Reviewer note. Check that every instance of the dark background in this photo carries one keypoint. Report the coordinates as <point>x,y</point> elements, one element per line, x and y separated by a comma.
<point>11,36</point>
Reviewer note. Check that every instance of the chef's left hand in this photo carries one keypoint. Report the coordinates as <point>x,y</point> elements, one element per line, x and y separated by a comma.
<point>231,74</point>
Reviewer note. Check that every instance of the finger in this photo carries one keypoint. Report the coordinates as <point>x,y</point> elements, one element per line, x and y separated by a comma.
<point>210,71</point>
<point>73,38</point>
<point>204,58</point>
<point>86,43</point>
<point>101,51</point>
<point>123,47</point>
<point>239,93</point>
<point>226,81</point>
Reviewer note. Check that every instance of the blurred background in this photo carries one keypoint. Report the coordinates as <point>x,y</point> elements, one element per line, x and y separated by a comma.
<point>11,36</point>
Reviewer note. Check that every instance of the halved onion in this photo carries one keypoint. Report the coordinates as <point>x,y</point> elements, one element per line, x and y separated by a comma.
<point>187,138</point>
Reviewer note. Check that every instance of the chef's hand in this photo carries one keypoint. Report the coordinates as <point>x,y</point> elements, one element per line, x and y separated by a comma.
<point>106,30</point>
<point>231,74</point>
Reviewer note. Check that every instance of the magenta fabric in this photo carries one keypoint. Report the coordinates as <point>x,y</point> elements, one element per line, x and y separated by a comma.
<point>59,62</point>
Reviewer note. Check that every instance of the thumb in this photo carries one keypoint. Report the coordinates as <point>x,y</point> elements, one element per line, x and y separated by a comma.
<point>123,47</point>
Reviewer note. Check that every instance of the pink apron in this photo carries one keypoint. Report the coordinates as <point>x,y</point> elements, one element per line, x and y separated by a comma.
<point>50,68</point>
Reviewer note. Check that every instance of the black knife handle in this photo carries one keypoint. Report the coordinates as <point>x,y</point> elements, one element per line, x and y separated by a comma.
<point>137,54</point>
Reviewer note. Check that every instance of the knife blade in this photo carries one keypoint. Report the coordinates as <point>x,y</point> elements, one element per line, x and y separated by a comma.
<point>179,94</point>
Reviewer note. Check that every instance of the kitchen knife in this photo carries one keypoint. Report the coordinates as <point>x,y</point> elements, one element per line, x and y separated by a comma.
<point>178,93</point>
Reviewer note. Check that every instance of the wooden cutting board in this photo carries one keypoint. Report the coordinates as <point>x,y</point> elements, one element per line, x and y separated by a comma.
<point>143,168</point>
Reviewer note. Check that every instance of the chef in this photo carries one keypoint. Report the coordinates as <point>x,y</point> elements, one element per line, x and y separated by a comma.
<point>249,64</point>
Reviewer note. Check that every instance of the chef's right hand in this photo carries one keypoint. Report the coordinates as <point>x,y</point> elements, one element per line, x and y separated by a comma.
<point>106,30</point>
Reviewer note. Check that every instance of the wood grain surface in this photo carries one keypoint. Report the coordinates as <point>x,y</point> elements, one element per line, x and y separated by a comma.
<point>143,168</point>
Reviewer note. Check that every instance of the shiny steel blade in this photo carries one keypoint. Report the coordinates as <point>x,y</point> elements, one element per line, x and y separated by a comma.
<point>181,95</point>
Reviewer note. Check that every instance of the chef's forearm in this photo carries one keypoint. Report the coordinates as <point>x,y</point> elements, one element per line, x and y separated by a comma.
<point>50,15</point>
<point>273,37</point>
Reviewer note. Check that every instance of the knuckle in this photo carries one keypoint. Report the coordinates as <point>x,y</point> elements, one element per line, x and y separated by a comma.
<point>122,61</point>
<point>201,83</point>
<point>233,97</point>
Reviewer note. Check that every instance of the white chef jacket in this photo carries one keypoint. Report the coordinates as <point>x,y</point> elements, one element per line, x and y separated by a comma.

# # #

▸ DIRECTIONS
The exact wording of every entry above should be written out again.

▸ EXERCISE RESPONSE
Reviewer note. Check that every instance of the dark background in this photo carries one keypoint. Report the coordinates as <point>x,y</point> elements, one element per line, x and y separated by a comma.
<point>11,36</point>
Reviewer note. Check that every instance of the chef's left hand in this photo carries one keypoint. Report the coordinates as <point>x,y</point> elements, one element per line, x and y separated by a comma.
<point>231,74</point>
Reviewer note. Check that every instance of the finger in this photo carries one keypoint. Report the coordinates as <point>x,y</point> elements, one element per line, x and y separated by a comma.
<point>210,71</point>
<point>73,38</point>
<point>204,58</point>
<point>86,43</point>
<point>101,51</point>
<point>123,47</point>
<point>239,93</point>
<point>226,81</point>
Reviewer note. Check that every instance of the blurred background in this photo carries one keypoint. Report the coordinates as <point>x,y</point> elements, one element per line, x and y separated by a comma.
<point>11,36</point>
Reviewer note. Check that every instance of the halved onion in this photo carries one keypoint. Report the coordinates as <point>x,y</point> elements, one element per line, x and y separated by a comma.
<point>187,138</point>
Reviewer note. Check that every instance of the chef's hand in this photo carries one keypoint. Report the coordinates as <point>x,y</point> elements, one element per line, x and y separated by a comma.
<point>106,30</point>
<point>231,74</point>
Reviewer note. Check that every instance of the magenta fabric in this photo carries one keypoint. Report the coordinates as <point>x,y</point> elements, one element per line, x and y separated by a comma.
<point>59,62</point>
Reviewer note. Check that every instance of the thumb in this photo carries one keypoint. Report the coordinates as <point>x,y</point> elements, one element per line, x and y separated by a comma.
<point>123,47</point>
Reviewer note. Check that every instance of the pink apron in this photo carries one keypoint. Report the coordinates as <point>x,y</point> elements, one element per line, x and y separated by a comma.
<point>50,68</point>
Reviewer note. Check that every instance of the black knife handle in this photo carries one keypoint. Report the coordinates as <point>x,y</point> elements, one element per line, x and y separated by a comma.
<point>137,54</point>
Reviewer note. Check that every instance of the knife blade in this photo carries one keypoint. Report the coordinates as <point>x,y</point> elements, one element per line, x and y separated by a comma.
<point>179,94</point>
Reviewer note. Check that every instance of the kitchen knife in this photo carries one keypoint. Report the coordinates as <point>x,y</point> elements, one element per line, x and y separated by a comma.
<point>178,93</point>
Reviewer note. Check that every instance of the wooden cutting board in this photo carries one keypoint. Report the coordinates as <point>x,y</point> elements, one element per line, x and y separated by a comma.
<point>143,168</point>
Reviewer note. Check that every instance of the chef in this photo carries one keypoint. Report the coordinates as <point>x,y</point> elements, one element per line, x and y separated by a comma.
<point>249,64</point>
Reviewer note. Check that every instance of the chef's right hand in this photo carries one keypoint. Report the coordinates as <point>x,y</point> elements, one element per line, x and y separated by a comma.
<point>106,30</point>
Reviewer note. Check that every instance of the wood grain surface in this photo carries one keypoint. Report the coordinates as <point>x,y</point> elements, one element per line, x and y separated by a comma.
<point>143,168</point>
Reviewer note. Check that every instance of the shiny steel blade in this photo carries one keypoint. Report the coordinates as <point>x,y</point> elements, one element per line, x and y separated by a comma.
<point>181,95</point>
Reviewer note. Check that every instance of the chef's forearm in this photo carries one keypoint. Report the coordinates as <point>x,y</point> elements, one element per line, x and y separated by a comma.
<point>50,15</point>
<point>273,37</point>
Reviewer note. Check that every instance of the knuckle in this photo carries one keypoint. Report the coordinates as <point>x,y</point> elements, one element per line, x and y separated by a comma.
<point>122,61</point>
<point>201,83</point>
<point>233,97</point>
Reviewer note. Check that every instance of the white chef jacket in this photo carries one keypoint. Report the coordinates as <point>x,y</point> elements, one element per line, x and y separated by a comma.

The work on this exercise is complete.